— Begin RAW DATA —

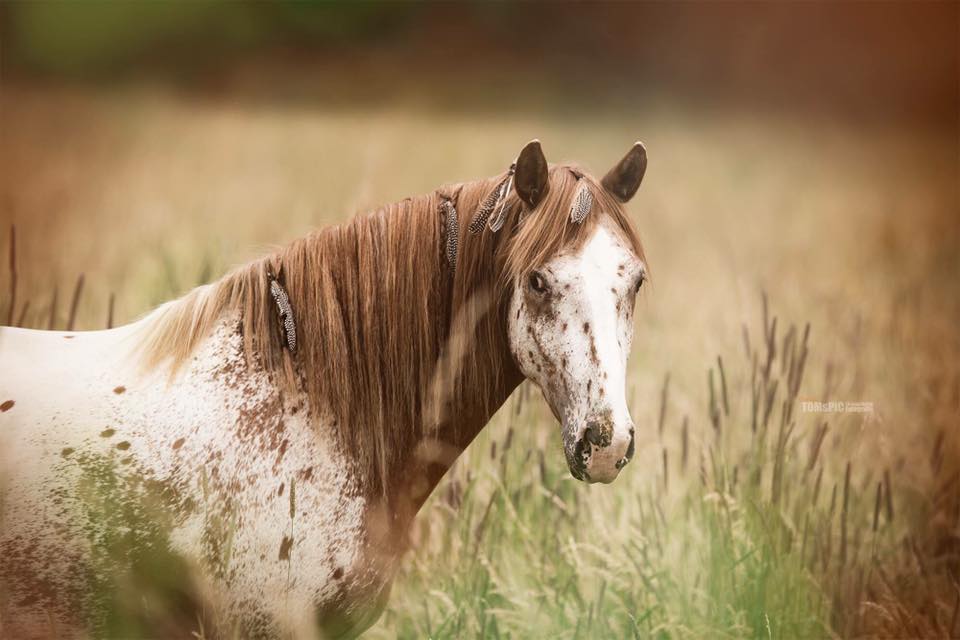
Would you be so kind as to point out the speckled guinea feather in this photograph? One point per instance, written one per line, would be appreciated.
(582, 203)
(490, 204)
(451, 232)
(285, 312)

— End RAW DATA —

▶ DIRECTIVE
Update the rows above by replacing "speckled guinea feather" with "striped pheasant feather" everywhere and keeping every other word the same. Omit the pictures from your answer.

▶ RESPONSE BELOW
Would you be so kind as to point out the striped pheasant feather in this photograph? One point per instance, written one per line, would be appreciated.
(582, 203)
(490, 204)
(451, 232)
(285, 312)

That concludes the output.